=== Text section ===
▶
After Implant Uncovering

Now that your healing abutments are placed, follow these procedures to make yourself more comfortable, promote healing, and help prevent complications.

AFTER SURGERY: You will have gauze in place after your surgery; it should remain in your mouth for 20-30 minutes. Maintain pressure by gently biting on the gauze. Replace until bleeding subsides, this may take a few hours. It will ooze for about 24 hours, but you do not need to keep the gauze in for that entire time.

EXPECT OOZING: A small amount of bleeding or oozing is normal. If bleeding continues after you have removed the gauze, apply new damp gauze to the surgical site and bite down gently for 20 minutes.

ICE: Apply an ice bag to your cheek or jaw 20 minutes on and 20 minutes off for 24 to 48 hours.

FIRST 24 HOURS: Place ice chips, crushed ice, or ice cream to melt in your mouth. This thins out saliva, keeps the surgery site cold, and helps reduce swelling.

DIET: You may start eating as soon as you get home. First remove the gauze packing. For the first 24 hours have cold food and drinks (ice cream, yogurt, pudding, etc.). Stay on soft foods for a few days; then gradually progress to solid foods. A balanced diet is very important for healing.
◀
=== The data ===
▶
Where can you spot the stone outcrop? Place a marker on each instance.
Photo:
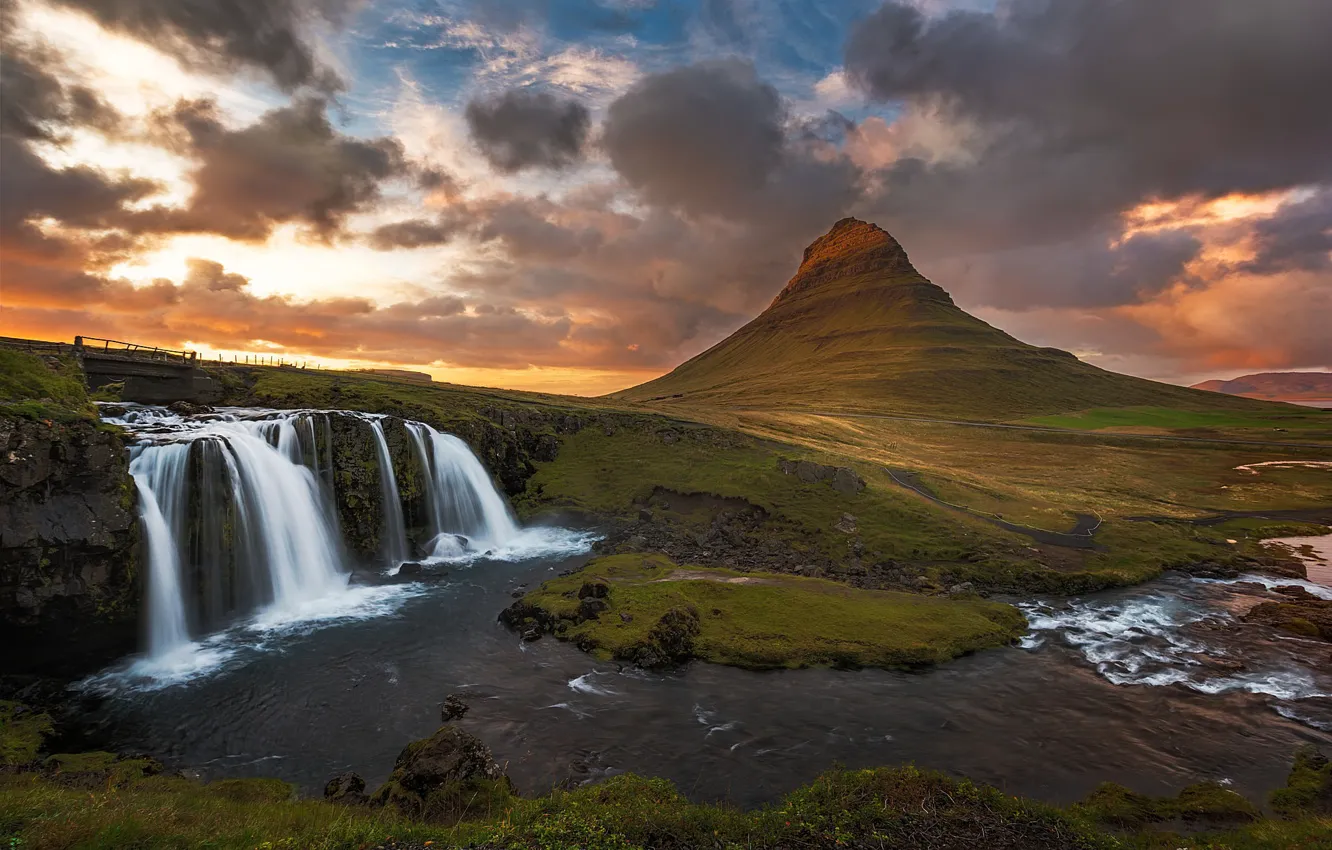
◀
=== Problems to work on ===
**A)** According to the implant aftercare instructions, how long should the gauze stay in the mouth after surgery?
**B)** Say whether each statement agrees with the implant aftercare instructions. Answer yes or no, and quote the deciding words.
(i) The gauze has to stay in the mouth for the whole 24 hours of oozing.
(ii) The ice bag goes on for 20 minutes and then off for 20 minutes.
(iii) The patient should wait a full day before eating anything.
**C)** Continue the implant aftercare instructions from the point where they stop.

=== Exercise results ===
**A)** The gauze should stay in for 20-30 minutes.

**B)**
(i) No: "you do not need to keep the gauze in for that entire time."
(ii) Yes: "Apply an ice bag to your cheek or jaw 20 minutes on and 20 minutes off for 24 to 48 hours."
(iii) No: "You may start eating as soon as you get home."

**C)**
AVOID: Drinking through a straw, spitting, vigorous rinsing, brushing, or smoking. These could possibly delay healing. Avoid contact with sick persons, as you are more susceptible to contracting a viral infection.

SWELLING: You may have some swelling after the healing abutment has been placed. Keep dentures in the first 24 hours, take out and rinse, and then replace for another 24 hours. Follow up with your dentist as to have your final restoration done.

DENTURES: The wearing of dentures may jeopardize a successful healing process. Please see your dentist as soon as possible to have refitted or relined for a correct fit.

HEALING CAPS: Contact your surgeon if healing cap appears loose.

24 HOURS AFTER SURGERY: Dissolve ½ teaspoon of salt in an 8-ounce glass of warm tap water. Allow water to remain in your mouth, but do not rinse vigorously because this may dislodge the blood clot and possibly delay healing. Rinsing flushes away food particles, which may be lodged around the surgery site. A toothbrush may be carefully used in areas of the mouth not involved in the surgery. A clean mouth heals faster. Continue rinsing after meals for 6-7 days.

SUTURES: If sutures have been placed, they will dissolve in 5-10 days. Occasionally, they will need to be removed by the doctor.

PAIN: Following oral surgery it is normal to experience some discomfort. If moderate to severe discomfort is anticipated the physician will prescribe pain medication. Take the medication as directed-avoid driving or the use of alcoholic beverages while taking pain medication. Do not hesitate to take pain medication if it is needed. It will help to make you more comfortable during the healing process.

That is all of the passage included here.